• _Task directions_
Once you find the line containing "of the child" in the data below, copy it and each following line exactly, up to and including the line containing "the blue jeans", and nothing else.

Referring expression data
● ● ● ● ●
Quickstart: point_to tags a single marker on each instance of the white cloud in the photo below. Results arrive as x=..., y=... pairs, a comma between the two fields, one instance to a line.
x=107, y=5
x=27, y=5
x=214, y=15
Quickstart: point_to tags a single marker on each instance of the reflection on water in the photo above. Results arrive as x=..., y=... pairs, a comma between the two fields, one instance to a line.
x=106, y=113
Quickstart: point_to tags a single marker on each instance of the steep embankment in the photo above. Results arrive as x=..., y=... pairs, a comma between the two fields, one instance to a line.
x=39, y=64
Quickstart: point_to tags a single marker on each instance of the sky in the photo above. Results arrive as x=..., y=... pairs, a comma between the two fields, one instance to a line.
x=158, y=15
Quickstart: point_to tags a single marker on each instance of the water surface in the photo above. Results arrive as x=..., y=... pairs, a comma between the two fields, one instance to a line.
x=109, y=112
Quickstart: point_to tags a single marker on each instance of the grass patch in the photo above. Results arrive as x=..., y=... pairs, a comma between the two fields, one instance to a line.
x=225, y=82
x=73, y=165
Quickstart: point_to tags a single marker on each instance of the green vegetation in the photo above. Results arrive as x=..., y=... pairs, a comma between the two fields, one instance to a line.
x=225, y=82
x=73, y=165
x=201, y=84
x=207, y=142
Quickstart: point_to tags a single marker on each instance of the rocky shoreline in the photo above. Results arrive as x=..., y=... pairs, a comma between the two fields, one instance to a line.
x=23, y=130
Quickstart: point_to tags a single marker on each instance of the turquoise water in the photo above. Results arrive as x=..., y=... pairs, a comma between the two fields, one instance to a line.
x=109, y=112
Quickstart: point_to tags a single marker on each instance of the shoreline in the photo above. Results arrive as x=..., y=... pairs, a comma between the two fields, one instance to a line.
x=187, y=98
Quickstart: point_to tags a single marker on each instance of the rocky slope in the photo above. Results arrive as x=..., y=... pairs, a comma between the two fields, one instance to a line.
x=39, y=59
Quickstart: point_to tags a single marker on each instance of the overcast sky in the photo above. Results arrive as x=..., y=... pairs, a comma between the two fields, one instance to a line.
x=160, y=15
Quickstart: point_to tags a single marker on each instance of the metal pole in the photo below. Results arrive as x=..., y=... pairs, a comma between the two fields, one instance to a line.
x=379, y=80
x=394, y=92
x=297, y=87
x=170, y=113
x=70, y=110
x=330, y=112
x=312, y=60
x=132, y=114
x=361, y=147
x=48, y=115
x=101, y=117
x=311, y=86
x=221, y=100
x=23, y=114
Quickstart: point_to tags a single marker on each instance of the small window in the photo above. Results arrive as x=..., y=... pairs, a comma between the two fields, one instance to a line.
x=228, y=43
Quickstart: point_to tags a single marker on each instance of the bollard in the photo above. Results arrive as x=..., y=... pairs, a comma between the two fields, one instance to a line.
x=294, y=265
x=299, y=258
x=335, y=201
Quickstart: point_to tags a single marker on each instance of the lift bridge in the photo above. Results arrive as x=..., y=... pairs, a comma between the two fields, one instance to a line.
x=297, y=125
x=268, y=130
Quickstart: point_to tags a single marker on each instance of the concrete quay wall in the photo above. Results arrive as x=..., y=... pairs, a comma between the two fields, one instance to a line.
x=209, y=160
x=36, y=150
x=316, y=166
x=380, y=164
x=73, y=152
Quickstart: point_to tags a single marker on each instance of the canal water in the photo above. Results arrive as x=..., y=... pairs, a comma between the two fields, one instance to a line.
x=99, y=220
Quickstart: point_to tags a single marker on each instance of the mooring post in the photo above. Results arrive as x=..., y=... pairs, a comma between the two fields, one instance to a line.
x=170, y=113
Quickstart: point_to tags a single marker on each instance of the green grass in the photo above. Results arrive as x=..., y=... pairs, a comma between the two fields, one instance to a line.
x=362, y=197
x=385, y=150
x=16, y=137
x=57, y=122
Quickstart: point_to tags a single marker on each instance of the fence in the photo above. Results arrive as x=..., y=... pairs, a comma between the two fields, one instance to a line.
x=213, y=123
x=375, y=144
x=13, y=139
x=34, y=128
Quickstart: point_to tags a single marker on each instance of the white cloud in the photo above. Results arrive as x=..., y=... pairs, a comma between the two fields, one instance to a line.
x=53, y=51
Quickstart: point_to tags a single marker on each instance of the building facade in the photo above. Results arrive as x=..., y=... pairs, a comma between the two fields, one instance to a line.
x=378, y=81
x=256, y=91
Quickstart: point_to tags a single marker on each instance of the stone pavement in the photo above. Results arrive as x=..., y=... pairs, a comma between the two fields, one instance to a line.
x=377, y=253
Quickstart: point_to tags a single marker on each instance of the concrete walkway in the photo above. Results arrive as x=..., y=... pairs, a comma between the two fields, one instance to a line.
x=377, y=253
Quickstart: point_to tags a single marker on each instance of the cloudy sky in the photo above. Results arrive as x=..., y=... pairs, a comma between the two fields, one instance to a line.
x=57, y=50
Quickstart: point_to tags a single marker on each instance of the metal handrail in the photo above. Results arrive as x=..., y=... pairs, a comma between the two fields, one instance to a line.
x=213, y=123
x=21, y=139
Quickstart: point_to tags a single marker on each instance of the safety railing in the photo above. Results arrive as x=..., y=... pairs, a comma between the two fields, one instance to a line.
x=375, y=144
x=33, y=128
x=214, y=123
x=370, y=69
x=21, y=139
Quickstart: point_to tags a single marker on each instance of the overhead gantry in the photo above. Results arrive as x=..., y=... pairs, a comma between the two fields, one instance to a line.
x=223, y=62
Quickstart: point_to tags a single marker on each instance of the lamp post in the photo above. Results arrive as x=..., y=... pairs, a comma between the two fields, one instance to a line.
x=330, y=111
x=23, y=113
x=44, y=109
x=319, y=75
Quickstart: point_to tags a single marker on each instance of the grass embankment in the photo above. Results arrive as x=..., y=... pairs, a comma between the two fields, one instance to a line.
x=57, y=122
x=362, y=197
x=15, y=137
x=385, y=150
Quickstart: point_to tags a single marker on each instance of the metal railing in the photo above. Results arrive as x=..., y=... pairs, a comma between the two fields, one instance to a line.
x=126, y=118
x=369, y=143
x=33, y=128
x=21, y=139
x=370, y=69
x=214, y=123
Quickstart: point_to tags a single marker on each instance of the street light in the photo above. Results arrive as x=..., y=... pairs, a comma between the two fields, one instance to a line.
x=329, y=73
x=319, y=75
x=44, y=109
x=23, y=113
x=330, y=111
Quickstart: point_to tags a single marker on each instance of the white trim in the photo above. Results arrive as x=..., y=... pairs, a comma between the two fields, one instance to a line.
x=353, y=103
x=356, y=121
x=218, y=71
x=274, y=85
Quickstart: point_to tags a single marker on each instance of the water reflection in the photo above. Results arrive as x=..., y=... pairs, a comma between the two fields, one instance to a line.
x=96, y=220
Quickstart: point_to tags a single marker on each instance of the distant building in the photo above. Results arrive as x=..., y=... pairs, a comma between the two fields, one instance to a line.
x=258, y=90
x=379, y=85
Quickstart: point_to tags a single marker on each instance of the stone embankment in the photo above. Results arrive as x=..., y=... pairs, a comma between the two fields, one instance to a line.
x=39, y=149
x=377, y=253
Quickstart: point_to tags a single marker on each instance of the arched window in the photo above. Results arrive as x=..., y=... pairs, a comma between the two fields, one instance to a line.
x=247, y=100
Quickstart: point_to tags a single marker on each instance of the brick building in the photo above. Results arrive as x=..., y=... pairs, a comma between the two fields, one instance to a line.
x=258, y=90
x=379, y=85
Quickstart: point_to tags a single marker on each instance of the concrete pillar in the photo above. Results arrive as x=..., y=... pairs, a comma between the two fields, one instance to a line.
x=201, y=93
● ● ● ● ●
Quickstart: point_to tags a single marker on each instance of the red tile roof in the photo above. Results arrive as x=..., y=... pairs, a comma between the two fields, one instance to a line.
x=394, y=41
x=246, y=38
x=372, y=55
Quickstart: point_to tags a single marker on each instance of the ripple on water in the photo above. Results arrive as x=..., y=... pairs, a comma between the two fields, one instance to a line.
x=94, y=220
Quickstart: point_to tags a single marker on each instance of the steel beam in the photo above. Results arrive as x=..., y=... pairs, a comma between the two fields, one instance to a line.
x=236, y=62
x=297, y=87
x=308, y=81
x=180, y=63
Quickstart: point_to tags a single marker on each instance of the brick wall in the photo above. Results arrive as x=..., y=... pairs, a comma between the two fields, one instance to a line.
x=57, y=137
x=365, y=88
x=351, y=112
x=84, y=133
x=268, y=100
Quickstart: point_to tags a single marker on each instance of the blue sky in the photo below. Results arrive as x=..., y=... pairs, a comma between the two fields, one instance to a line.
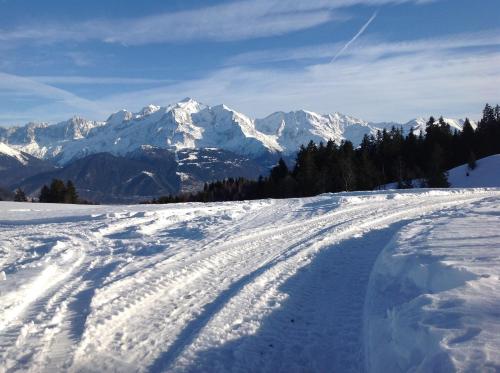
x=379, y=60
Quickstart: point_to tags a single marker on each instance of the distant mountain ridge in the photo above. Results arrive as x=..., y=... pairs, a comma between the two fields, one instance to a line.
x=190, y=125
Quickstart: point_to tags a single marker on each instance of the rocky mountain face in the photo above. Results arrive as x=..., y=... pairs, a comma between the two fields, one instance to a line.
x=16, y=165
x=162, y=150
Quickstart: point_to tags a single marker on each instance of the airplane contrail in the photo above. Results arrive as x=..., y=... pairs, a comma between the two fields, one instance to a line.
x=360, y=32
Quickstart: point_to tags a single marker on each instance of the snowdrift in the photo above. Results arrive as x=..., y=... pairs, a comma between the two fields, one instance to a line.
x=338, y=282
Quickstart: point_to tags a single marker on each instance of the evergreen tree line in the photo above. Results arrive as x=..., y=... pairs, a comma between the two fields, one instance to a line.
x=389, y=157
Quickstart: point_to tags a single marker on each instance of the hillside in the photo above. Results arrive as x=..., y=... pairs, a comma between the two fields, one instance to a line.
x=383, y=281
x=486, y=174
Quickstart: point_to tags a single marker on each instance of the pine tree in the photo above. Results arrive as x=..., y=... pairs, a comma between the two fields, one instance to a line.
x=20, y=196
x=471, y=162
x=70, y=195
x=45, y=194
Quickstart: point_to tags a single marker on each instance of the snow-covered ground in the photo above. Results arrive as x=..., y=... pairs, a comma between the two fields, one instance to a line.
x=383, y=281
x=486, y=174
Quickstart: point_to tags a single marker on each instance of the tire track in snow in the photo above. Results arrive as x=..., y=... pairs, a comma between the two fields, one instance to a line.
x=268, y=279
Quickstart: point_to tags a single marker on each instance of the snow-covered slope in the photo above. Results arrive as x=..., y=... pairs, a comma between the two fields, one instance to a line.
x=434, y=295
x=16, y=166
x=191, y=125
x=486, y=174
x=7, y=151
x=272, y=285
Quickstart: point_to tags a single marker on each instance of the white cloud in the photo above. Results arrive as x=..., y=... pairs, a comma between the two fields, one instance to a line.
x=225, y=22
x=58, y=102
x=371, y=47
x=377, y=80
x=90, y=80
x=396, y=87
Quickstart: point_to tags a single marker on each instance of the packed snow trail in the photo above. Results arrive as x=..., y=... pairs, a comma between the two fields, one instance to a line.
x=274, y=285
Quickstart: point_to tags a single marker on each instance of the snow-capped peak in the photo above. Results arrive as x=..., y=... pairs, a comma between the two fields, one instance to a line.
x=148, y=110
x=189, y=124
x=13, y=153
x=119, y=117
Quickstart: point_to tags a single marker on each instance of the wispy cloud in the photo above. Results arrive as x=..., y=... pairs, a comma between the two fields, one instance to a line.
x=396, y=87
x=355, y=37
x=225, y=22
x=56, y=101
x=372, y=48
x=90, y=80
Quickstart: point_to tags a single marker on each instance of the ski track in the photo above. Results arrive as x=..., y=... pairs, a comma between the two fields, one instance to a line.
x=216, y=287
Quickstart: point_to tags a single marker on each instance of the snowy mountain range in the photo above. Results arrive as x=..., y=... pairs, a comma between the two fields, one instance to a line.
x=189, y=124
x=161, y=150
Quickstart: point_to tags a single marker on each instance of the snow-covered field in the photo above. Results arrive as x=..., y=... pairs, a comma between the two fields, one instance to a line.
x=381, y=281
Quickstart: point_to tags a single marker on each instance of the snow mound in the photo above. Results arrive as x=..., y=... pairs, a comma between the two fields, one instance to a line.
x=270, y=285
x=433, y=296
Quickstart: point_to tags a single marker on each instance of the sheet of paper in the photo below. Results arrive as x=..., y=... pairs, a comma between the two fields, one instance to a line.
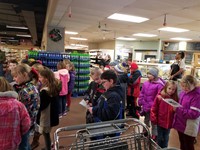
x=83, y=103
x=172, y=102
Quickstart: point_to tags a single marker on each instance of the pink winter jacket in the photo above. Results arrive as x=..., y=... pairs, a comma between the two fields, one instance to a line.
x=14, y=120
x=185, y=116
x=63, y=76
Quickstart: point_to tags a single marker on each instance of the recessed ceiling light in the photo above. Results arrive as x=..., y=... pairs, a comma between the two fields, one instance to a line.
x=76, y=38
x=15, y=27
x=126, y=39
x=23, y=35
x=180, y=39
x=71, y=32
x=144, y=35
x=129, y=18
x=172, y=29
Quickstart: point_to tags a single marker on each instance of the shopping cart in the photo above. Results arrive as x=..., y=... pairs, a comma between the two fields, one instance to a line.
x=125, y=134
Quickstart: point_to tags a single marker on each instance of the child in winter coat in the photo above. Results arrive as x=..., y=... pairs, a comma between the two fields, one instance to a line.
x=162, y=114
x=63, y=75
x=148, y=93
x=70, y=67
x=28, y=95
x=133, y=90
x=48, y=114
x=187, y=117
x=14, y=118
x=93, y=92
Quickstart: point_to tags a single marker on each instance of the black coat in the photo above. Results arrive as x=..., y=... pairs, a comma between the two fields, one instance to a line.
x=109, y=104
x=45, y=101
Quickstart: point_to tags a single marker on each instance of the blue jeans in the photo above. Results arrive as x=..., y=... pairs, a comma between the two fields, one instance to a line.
● ● ● ● ●
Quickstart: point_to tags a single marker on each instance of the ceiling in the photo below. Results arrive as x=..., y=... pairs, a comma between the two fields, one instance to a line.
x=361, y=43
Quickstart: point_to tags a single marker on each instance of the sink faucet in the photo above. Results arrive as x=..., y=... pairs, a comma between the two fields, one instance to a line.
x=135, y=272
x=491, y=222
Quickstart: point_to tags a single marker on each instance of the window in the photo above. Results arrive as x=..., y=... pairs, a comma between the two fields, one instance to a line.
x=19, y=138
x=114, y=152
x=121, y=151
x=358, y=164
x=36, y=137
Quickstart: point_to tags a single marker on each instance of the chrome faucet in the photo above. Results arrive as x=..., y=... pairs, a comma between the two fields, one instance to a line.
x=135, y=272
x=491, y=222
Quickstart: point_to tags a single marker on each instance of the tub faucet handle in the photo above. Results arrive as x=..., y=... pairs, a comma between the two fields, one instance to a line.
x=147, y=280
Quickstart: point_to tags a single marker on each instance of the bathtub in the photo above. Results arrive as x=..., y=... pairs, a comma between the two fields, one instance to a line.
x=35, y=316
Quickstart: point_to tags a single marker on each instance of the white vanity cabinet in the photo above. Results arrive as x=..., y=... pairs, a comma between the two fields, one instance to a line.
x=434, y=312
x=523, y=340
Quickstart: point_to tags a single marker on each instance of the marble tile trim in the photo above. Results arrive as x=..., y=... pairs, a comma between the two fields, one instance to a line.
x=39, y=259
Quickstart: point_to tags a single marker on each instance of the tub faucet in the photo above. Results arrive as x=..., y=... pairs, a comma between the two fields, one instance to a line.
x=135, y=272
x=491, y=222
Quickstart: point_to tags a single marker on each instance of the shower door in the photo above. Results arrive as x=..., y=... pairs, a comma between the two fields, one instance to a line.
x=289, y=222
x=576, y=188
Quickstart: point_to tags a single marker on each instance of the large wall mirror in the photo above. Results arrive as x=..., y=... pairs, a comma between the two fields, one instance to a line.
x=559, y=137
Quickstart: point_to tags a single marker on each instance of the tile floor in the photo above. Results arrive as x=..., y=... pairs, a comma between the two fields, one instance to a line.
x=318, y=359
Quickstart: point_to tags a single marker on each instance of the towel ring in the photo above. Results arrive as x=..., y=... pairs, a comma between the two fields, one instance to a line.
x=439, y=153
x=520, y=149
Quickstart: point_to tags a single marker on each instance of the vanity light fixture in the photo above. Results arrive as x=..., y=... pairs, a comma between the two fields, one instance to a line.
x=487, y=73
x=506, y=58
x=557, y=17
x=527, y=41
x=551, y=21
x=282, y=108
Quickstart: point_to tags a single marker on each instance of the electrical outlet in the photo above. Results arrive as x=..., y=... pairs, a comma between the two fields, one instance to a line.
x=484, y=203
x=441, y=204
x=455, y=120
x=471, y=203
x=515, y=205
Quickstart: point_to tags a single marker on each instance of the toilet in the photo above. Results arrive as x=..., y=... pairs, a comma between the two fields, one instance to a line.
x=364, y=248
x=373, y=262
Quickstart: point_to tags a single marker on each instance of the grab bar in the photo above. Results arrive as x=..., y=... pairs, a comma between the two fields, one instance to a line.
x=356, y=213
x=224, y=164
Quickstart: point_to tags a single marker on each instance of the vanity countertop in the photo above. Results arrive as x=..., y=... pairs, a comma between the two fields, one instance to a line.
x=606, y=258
● ● ● ● ●
• _The answer_
Quickstart: point_to tags a single marker on each instance of the child in winter coat in the photo above. Results arrive as x=..., y=... pairs, a comma between the two fields, one instance to a line.
x=162, y=114
x=63, y=75
x=148, y=93
x=70, y=67
x=28, y=95
x=133, y=90
x=48, y=114
x=187, y=117
x=14, y=118
x=93, y=92
Quickstart: point_to tags a single marker on each instance of the black coat in the photo above. Results arrive as x=..., y=... pairs, a comma between the two fields, one instance to a line.
x=109, y=104
x=45, y=101
Quickstart: point_to tags a single marker on each instance of the blue jeans in the photo above. Results arrive as x=..., y=... pairs, a comma between the two fields, one instance to a line.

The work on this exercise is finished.